## Material for the task

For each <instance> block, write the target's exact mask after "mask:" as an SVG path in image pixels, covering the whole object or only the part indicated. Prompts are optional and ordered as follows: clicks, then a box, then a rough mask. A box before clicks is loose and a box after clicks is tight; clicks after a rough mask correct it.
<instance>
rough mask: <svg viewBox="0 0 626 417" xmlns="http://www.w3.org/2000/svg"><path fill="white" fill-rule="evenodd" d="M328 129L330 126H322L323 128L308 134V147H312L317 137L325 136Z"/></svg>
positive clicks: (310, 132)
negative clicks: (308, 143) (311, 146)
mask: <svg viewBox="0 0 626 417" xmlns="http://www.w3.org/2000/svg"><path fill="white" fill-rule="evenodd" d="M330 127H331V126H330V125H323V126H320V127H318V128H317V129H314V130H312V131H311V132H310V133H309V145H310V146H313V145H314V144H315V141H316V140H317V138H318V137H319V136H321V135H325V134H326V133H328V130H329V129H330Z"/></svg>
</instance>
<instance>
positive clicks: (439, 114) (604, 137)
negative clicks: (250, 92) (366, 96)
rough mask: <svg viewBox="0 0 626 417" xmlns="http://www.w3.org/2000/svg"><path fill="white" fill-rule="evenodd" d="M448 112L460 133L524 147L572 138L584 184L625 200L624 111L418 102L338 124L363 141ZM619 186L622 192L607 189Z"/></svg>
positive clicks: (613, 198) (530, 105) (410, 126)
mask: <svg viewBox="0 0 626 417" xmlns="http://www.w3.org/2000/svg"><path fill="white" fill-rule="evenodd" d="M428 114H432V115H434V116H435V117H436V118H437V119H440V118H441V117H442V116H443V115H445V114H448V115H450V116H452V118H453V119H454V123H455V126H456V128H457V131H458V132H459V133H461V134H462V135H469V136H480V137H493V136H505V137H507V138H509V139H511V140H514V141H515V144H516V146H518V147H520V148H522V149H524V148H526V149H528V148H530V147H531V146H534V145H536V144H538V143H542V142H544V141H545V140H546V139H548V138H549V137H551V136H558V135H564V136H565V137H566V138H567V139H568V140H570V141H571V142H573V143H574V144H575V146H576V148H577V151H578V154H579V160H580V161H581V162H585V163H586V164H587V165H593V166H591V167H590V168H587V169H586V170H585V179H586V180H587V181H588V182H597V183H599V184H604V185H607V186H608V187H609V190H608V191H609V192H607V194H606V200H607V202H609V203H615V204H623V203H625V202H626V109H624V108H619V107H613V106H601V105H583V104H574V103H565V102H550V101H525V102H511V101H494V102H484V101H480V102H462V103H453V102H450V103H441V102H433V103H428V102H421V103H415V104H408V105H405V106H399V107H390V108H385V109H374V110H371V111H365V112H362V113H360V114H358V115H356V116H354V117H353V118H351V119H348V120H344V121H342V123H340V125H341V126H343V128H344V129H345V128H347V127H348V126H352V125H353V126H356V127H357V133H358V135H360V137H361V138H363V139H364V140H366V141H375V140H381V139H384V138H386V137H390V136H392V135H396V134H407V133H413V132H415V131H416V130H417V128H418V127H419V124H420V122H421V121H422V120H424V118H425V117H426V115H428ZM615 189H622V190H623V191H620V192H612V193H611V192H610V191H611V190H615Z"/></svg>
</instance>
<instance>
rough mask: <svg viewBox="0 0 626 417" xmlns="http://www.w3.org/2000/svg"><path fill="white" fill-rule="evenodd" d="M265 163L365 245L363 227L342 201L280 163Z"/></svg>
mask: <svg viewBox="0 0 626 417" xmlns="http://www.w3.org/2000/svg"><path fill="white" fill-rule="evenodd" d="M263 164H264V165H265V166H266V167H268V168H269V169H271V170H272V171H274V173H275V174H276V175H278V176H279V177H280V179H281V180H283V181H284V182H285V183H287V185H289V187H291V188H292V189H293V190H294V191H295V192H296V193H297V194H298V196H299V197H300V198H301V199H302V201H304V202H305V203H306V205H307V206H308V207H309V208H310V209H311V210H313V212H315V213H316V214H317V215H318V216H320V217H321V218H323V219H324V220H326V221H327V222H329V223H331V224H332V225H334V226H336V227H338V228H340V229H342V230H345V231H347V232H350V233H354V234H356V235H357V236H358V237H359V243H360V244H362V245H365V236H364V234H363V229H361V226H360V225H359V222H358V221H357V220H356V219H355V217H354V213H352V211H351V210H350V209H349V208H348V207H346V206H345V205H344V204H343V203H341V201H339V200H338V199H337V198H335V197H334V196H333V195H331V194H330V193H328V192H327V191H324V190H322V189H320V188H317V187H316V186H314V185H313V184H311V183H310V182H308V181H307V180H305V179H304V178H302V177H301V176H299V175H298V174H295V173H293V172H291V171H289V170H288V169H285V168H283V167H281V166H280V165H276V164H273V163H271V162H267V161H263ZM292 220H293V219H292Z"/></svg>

## Assignment
To complete the exercise, print all of the entries exactly.

## Exercise output
For each <instance> block, write the target's exact mask after "mask:" as an SVG path in image pixels, covering the whole object or only the part indicated. Prompts are optional and ordered as follows: clicks, then a box, then a rough mask. A box before clicks is loose and a box after clicks is tight; clicks after a rough mask correct it.
<instance>
rough mask: <svg viewBox="0 0 626 417" xmlns="http://www.w3.org/2000/svg"><path fill="white" fill-rule="evenodd" d="M328 129L330 126H322L323 128L308 134V147H312L317 137L325 136Z"/></svg>
positive clicks: (310, 132)
negative clicks: (308, 143) (311, 146)
mask: <svg viewBox="0 0 626 417" xmlns="http://www.w3.org/2000/svg"><path fill="white" fill-rule="evenodd" d="M330 127H331V126H330V125H323V126H320V127H318V128H317V129H314V130H312V131H311V132H310V133H309V145H310V146H313V145H314V144H315V141H316V140H317V138H318V137H319V136H321V135H325V134H326V133H328V130H329V129H330Z"/></svg>
</instance>
<instance>
positive clicks: (439, 114) (604, 137)
negative clicks: (250, 92) (366, 96)
rough mask: <svg viewBox="0 0 626 417" xmlns="http://www.w3.org/2000/svg"><path fill="white" fill-rule="evenodd" d="M448 112L460 133L524 147L572 138L584 184L625 200L624 111L418 102L338 124L363 141ZM619 186L622 192L607 189Z"/></svg>
positive clicks: (613, 198) (530, 105) (410, 126)
mask: <svg viewBox="0 0 626 417" xmlns="http://www.w3.org/2000/svg"><path fill="white" fill-rule="evenodd" d="M428 114H432V115H434V116H435V117H436V118H437V119H440V118H441V117H442V116H443V115H445V114H448V115H450V116H452V118H453V119H454V123H455V126H456V128H457V131H458V132H459V133H461V134H462V135H469V136H480V137H493V136H505V137H507V138H509V139H511V140H514V141H515V144H516V146H518V147H520V148H522V149H524V148H526V149H528V148H530V147H531V146H534V145H536V144H538V143H542V142H544V141H545V140H546V139H548V138H549V137H551V136H558V135H564V136H565V137H566V138H567V139H568V140H570V141H571V142H573V143H574V144H575V146H576V148H577V151H578V154H579V160H580V161H581V162H585V163H586V164H587V165H593V166H591V167H590V168H587V169H586V170H585V179H586V180H587V181H588V182H597V183H599V184H604V185H607V186H608V187H609V190H608V191H609V192H607V194H606V200H607V202H609V203H615V204H623V203H625V202H626V109H624V108H619V107H613V106H601V105H583V104H574V103H565V102H550V101H525V102H511V101H494V102H484V101H480V102H462V103H453V102H450V103H441V102H433V103H428V102H421V103H415V104H408V105H405V106H399V107H390V108H385V109H374V110H371V111H365V112H362V113H360V114H358V115H356V116H354V117H353V118H351V119H348V120H344V121H342V123H340V125H341V126H343V128H344V129H345V128H347V127H348V126H352V125H353V126H356V127H357V133H358V135H360V137H361V138H363V139H364V140H366V141H375V140H381V139H384V138H386V137H390V136H392V135H396V134H407V133H413V132H415V131H416V130H417V128H418V127H419V124H420V122H421V121H422V120H424V118H425V117H426V115H428ZM615 189H622V190H623V191H620V192H612V193H611V192H610V191H611V190H615Z"/></svg>
</instance>
<instance>
rough mask: <svg viewBox="0 0 626 417" xmlns="http://www.w3.org/2000/svg"><path fill="white" fill-rule="evenodd" d="M265 163L365 245L363 227L342 201L280 163Z"/></svg>
mask: <svg viewBox="0 0 626 417" xmlns="http://www.w3.org/2000/svg"><path fill="white" fill-rule="evenodd" d="M263 164H264V165H265V166H266V167H268V168H269V169H271V170H272V171H274V173H275V174H276V175H278V176H279V177H280V179H281V180H283V181H284V182H285V183H287V185H289V187H291V188H292V189H293V190H294V191H295V192H296V193H297V194H298V196H299V197H300V198H301V199H302V201H304V202H305V203H306V205H307V206H308V207H309V208H310V209H311V210H313V212H315V213H316V214H317V215H318V216H320V217H321V218H323V219H324V220H326V221H327V222H329V223H331V224H332V225H334V226H336V227H338V228H340V229H342V230H345V231H347V232H350V233H354V234H356V235H357V236H358V237H359V243H360V244H362V245H365V236H364V234H363V229H361V226H360V225H359V222H358V221H357V220H356V219H355V217H354V213H352V211H351V210H350V209H349V208H348V207H346V206H345V205H344V204H343V203H341V201H339V200H338V199H337V198H335V197H334V196H333V195H331V194H330V193H328V192H327V191H324V190H322V189H320V188H317V187H316V186H314V185H313V184H311V183H310V182H308V181H307V180H305V179H304V178H302V177H301V176H299V175H298V174H295V173H293V172H291V171H289V170H288V169H285V168H283V167H281V166H280V165H276V164H273V163H271V162H267V161H263ZM292 220H293V219H292Z"/></svg>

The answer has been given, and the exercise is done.